*Action item:*
The result should be the line with "For practice, label the black" followed by every remaining line of the entries, each reproduced exactly, with nothing else.

+++++

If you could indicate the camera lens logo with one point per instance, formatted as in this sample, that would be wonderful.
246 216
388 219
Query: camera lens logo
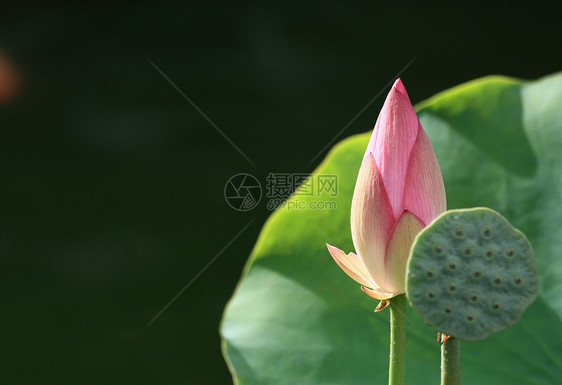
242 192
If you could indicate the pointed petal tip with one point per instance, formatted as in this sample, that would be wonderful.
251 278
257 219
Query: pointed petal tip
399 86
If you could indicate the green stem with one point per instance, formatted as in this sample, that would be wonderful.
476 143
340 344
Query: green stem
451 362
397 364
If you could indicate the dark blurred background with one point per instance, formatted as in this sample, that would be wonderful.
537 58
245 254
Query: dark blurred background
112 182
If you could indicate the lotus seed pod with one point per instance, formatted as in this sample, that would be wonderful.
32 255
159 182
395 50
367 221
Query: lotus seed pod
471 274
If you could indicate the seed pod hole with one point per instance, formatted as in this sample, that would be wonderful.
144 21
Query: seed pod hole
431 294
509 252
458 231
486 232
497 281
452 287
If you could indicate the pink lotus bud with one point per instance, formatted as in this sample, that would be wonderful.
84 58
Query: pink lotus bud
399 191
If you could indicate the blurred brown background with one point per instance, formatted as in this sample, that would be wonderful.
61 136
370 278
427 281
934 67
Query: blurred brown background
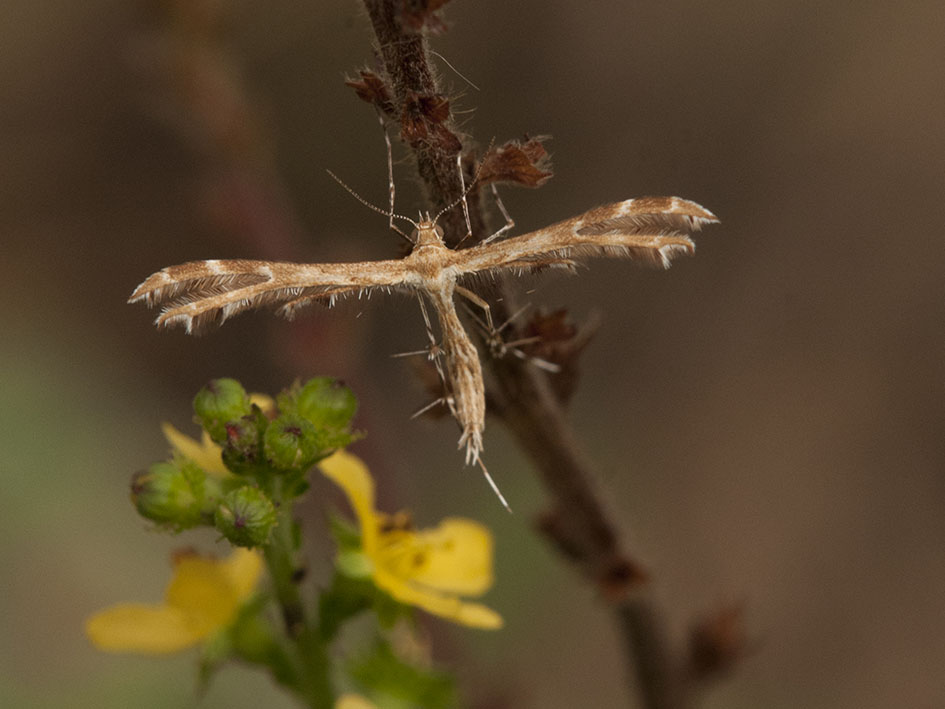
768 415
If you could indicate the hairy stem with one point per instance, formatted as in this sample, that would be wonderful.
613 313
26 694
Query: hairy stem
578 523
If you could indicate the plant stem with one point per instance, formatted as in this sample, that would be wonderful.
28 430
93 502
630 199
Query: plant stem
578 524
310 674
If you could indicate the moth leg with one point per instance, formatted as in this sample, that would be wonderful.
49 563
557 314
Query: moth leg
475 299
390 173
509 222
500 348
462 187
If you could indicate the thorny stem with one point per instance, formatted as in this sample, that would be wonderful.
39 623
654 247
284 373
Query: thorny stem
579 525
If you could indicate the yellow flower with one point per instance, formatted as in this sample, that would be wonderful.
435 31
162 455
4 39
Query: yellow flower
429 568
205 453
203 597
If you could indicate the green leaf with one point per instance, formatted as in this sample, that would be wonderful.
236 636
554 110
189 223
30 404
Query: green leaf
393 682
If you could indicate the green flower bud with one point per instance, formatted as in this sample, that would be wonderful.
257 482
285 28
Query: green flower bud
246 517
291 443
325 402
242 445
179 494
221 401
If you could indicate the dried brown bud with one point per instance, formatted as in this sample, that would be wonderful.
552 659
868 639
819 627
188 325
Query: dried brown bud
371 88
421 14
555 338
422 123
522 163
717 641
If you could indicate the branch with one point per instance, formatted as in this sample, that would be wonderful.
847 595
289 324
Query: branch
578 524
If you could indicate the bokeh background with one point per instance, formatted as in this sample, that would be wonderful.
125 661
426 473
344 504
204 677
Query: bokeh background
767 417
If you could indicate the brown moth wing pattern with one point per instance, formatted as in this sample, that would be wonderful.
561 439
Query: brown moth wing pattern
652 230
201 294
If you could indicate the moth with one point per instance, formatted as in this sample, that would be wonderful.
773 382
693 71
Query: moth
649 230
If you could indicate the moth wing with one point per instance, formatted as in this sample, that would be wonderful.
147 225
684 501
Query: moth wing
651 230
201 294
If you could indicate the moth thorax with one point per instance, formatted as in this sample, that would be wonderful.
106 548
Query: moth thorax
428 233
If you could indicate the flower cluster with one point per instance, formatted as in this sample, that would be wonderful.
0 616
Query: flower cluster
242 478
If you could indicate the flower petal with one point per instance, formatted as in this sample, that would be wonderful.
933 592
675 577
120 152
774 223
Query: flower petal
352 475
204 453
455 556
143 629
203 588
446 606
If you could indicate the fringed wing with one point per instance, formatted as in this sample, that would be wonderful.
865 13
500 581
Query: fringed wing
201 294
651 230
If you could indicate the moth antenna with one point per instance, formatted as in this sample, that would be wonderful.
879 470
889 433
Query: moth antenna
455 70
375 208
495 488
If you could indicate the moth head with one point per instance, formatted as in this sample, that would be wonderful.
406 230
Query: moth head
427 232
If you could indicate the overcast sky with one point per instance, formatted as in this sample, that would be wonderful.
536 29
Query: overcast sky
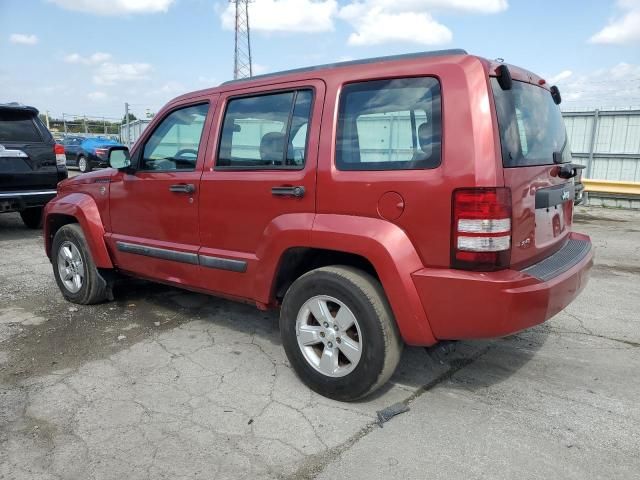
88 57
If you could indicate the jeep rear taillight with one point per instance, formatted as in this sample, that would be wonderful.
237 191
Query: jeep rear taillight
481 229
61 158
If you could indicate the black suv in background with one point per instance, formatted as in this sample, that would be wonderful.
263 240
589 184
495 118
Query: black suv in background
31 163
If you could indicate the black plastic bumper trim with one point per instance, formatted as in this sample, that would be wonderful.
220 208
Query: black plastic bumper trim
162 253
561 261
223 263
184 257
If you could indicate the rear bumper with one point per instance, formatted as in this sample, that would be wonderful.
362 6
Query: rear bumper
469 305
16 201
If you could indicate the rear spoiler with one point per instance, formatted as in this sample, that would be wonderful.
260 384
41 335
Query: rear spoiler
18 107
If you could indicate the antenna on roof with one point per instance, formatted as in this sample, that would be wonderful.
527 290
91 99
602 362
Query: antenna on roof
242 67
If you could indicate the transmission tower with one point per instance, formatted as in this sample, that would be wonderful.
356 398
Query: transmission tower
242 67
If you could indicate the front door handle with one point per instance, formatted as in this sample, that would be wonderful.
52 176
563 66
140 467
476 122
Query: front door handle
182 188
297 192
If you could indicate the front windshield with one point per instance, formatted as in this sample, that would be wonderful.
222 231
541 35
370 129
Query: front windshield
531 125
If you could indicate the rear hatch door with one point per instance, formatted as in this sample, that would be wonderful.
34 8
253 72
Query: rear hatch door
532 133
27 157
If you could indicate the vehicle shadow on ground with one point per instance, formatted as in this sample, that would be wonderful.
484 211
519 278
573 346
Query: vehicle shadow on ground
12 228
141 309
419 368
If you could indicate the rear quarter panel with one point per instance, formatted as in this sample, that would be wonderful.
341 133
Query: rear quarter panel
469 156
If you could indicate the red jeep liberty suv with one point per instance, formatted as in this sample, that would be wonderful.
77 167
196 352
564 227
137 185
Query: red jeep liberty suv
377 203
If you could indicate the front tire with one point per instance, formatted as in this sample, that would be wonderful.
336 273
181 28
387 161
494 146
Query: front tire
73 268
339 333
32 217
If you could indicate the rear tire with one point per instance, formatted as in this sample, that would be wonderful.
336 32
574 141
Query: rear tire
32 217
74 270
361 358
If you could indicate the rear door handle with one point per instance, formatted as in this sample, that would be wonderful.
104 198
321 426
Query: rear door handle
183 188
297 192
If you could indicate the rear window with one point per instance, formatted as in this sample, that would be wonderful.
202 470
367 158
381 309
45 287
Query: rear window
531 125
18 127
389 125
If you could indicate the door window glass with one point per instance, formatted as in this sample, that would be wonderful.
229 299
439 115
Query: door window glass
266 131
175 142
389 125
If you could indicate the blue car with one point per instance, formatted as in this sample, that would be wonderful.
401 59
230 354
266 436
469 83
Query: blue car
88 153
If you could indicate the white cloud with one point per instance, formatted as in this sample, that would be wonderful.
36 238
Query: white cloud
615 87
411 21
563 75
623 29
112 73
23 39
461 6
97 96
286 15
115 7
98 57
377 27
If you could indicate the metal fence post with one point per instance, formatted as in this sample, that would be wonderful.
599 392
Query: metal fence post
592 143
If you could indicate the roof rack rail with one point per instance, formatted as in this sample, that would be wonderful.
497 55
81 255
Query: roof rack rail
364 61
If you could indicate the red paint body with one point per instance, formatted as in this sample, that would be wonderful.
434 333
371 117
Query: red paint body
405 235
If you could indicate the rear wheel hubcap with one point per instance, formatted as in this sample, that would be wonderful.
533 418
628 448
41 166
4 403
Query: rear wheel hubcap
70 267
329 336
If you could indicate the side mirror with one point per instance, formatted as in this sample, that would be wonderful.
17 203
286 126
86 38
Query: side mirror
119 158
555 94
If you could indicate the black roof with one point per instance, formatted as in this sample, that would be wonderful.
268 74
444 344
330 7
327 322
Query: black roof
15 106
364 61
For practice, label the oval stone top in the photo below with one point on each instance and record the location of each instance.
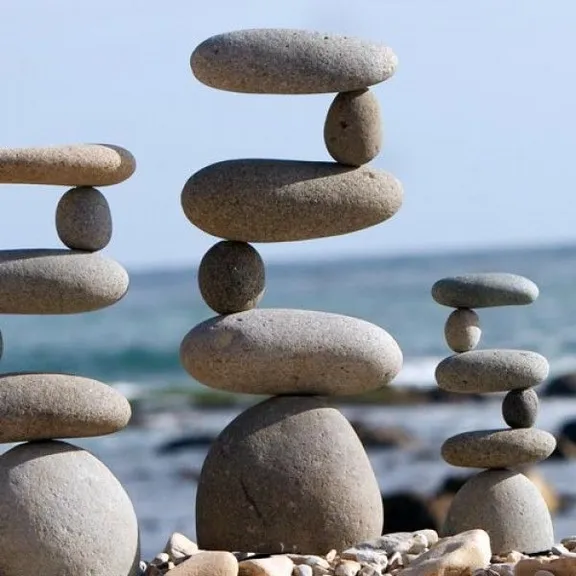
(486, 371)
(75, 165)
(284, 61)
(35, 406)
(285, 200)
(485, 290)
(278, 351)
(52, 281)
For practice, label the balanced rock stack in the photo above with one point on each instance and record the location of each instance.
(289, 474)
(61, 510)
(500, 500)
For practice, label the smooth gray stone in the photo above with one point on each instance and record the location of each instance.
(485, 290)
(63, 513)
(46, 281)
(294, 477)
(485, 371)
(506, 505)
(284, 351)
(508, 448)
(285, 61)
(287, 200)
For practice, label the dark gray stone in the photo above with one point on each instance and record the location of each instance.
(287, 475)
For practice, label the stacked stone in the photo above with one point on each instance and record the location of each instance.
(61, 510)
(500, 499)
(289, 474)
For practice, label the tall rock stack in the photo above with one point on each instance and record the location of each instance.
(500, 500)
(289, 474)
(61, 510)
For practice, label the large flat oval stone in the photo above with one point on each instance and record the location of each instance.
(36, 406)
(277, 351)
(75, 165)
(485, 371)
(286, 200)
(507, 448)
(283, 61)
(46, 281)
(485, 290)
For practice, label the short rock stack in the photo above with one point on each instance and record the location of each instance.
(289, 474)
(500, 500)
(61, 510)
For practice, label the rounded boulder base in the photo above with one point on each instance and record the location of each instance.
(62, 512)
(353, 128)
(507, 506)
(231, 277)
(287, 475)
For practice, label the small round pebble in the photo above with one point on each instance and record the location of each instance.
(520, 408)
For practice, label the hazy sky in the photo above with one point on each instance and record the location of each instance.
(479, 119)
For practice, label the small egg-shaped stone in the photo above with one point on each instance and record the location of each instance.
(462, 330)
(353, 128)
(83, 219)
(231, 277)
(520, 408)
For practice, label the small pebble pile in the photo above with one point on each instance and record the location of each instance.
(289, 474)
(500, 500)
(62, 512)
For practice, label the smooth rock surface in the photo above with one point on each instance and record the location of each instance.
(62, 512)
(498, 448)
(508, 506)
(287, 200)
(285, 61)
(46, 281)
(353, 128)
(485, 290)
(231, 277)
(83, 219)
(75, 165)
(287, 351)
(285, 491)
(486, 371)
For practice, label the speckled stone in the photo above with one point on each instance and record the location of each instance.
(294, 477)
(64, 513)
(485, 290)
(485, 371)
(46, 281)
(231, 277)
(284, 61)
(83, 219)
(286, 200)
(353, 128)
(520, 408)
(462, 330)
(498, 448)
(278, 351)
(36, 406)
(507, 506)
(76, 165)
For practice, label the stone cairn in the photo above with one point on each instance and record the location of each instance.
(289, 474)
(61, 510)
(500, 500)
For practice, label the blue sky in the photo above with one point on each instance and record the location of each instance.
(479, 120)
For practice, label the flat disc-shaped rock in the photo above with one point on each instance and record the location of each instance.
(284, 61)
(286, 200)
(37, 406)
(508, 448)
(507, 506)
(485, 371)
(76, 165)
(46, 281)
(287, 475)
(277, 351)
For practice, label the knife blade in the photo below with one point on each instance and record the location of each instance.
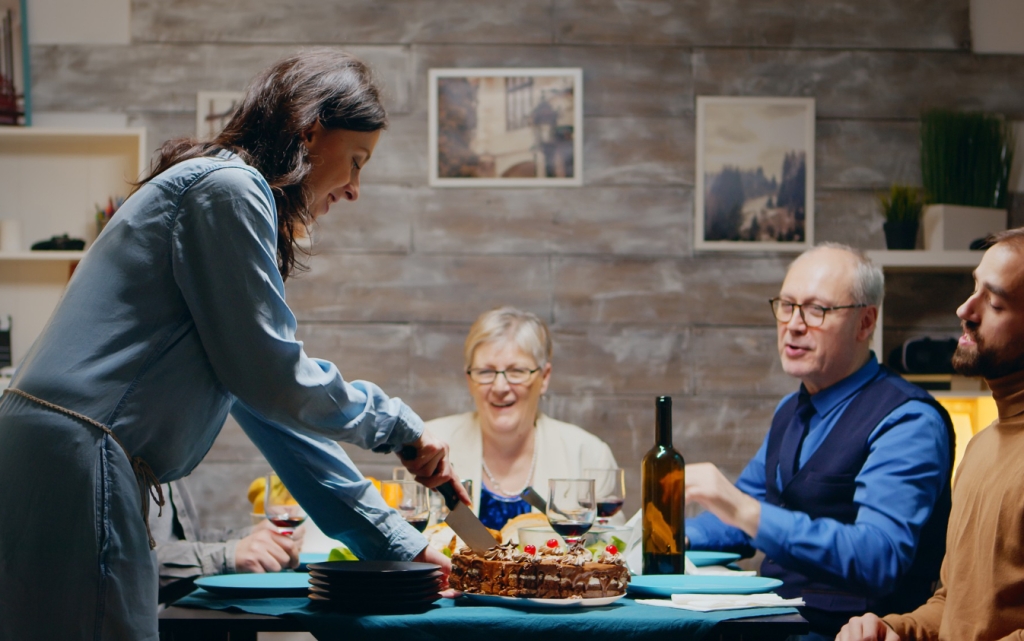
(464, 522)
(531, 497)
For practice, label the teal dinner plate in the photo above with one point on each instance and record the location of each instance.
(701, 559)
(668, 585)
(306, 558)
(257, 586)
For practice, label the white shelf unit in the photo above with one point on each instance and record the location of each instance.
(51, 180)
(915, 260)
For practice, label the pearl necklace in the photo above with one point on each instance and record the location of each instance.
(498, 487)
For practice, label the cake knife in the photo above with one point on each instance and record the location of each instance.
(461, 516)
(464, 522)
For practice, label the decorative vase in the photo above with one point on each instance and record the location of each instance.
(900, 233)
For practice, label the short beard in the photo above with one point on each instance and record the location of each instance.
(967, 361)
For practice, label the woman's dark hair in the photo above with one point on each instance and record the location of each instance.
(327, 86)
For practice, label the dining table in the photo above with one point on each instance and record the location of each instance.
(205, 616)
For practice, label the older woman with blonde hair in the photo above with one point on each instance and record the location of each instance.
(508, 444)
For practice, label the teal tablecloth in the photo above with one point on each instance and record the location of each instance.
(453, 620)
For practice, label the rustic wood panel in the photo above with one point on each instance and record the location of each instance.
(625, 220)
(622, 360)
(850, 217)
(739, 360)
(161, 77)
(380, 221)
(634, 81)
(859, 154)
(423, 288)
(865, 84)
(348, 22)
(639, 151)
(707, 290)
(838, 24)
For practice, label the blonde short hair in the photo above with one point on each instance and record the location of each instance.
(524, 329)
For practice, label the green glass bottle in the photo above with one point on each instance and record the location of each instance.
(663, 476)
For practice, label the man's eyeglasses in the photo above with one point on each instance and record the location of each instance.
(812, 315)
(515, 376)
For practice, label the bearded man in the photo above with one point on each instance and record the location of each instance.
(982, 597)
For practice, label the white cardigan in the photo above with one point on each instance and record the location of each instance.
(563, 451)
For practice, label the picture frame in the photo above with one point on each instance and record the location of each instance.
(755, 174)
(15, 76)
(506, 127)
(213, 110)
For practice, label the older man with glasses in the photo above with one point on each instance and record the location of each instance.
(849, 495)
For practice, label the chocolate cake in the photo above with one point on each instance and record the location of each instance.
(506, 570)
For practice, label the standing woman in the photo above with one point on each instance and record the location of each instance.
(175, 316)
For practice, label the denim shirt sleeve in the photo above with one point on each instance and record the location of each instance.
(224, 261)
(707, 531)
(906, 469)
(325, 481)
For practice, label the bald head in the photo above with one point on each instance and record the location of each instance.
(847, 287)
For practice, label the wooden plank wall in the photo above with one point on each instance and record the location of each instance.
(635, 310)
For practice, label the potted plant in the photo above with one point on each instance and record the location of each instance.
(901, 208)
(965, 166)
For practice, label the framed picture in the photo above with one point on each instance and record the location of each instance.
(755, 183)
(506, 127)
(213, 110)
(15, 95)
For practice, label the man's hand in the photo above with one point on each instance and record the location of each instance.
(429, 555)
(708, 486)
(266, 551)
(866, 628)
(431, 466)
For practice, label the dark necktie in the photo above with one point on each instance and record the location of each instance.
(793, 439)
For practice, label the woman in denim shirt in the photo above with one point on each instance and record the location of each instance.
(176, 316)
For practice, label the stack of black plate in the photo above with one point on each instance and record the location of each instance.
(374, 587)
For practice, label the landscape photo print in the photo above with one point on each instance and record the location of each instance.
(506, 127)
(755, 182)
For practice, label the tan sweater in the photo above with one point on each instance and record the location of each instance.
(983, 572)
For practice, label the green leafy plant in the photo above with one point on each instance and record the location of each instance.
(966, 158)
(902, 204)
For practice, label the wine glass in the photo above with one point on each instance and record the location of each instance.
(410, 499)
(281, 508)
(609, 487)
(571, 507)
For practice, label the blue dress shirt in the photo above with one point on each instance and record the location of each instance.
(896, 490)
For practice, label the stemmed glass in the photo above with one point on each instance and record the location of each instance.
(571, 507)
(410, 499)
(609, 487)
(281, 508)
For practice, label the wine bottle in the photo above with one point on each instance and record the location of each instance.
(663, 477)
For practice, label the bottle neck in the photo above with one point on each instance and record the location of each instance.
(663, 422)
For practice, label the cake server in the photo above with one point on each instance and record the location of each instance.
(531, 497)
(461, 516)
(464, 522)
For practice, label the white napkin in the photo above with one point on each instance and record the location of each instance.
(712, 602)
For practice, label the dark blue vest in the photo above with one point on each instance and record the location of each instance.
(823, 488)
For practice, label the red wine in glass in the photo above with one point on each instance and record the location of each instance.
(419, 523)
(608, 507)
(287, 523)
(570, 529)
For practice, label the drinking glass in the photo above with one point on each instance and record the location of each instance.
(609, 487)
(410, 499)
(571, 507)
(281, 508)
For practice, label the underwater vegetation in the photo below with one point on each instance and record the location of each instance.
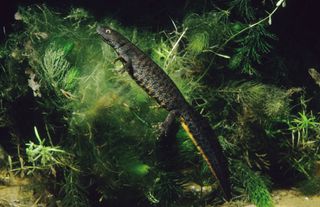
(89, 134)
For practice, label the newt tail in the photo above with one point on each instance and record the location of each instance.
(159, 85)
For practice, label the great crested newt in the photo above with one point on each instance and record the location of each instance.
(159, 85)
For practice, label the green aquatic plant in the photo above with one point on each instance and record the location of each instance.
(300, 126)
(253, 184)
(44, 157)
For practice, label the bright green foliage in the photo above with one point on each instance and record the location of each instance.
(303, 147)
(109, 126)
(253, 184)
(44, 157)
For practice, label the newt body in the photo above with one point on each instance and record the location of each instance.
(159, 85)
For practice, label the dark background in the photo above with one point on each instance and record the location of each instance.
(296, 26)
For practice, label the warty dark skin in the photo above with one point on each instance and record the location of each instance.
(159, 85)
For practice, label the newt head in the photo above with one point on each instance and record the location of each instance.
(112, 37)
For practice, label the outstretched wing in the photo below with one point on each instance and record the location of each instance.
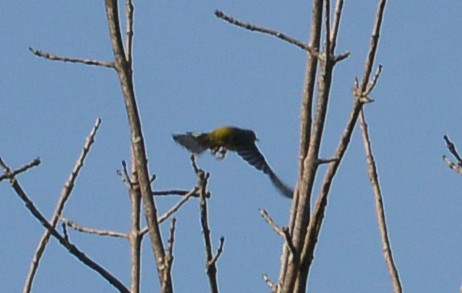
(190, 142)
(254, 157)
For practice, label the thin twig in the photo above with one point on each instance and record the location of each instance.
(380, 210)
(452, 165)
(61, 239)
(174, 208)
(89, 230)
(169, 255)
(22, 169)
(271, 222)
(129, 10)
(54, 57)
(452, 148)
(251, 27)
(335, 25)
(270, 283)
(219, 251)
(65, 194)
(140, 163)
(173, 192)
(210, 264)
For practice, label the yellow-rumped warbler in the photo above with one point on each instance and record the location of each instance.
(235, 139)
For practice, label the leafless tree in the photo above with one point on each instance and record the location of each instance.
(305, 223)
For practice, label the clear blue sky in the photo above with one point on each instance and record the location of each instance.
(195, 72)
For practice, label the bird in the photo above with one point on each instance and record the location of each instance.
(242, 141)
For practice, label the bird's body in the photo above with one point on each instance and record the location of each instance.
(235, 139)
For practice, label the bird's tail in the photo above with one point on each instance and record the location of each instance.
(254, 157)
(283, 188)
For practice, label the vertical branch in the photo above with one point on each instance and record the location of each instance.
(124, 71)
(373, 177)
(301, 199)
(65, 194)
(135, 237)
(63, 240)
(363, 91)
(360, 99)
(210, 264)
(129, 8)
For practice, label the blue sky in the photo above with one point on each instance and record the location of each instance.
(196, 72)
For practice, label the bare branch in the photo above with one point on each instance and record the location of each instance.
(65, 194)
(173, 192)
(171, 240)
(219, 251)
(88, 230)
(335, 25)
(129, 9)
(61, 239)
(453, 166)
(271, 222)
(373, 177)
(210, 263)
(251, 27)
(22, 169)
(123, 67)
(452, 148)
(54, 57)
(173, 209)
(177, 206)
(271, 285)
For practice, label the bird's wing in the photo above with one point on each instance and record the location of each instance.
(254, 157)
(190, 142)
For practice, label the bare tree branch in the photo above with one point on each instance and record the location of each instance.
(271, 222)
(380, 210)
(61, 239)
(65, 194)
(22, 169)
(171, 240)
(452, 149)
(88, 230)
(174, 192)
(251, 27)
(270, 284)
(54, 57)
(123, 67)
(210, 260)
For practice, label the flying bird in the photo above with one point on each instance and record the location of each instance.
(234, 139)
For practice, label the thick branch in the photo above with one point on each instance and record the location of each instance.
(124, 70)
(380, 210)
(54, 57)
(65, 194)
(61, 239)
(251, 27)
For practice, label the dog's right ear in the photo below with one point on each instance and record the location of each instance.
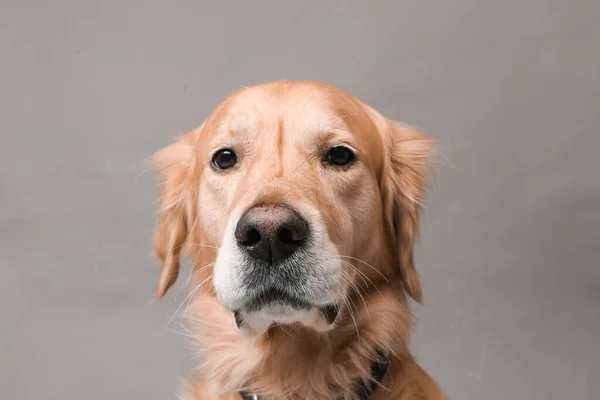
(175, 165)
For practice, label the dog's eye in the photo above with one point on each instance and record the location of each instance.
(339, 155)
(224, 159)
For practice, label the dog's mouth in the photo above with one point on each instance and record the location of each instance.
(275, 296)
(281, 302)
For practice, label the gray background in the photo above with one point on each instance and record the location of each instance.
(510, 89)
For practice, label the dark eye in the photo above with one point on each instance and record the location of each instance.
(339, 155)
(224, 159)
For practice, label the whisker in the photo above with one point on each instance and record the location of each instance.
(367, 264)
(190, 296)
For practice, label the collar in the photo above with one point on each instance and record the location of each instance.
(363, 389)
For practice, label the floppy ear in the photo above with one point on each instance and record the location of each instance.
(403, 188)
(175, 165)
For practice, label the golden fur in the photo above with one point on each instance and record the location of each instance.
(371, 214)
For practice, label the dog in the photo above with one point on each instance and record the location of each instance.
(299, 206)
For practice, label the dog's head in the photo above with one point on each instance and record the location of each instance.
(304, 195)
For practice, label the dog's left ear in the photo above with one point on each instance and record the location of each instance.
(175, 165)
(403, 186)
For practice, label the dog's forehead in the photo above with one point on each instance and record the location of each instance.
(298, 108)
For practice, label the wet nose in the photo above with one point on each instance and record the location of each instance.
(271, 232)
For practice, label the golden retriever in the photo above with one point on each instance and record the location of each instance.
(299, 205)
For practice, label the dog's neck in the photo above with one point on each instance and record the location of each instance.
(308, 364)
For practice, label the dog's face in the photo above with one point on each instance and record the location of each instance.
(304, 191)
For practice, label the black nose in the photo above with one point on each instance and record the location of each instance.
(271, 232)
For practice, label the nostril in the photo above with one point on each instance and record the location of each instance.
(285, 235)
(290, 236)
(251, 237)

+++++

*Answer to the exercise:*
For practice, label the black nose in the photo above with one point on each instance and record the location of each instance.
(271, 232)
For practice, label the nostril in the photo above with one point on each instance and record the location of each instance.
(285, 235)
(290, 236)
(251, 237)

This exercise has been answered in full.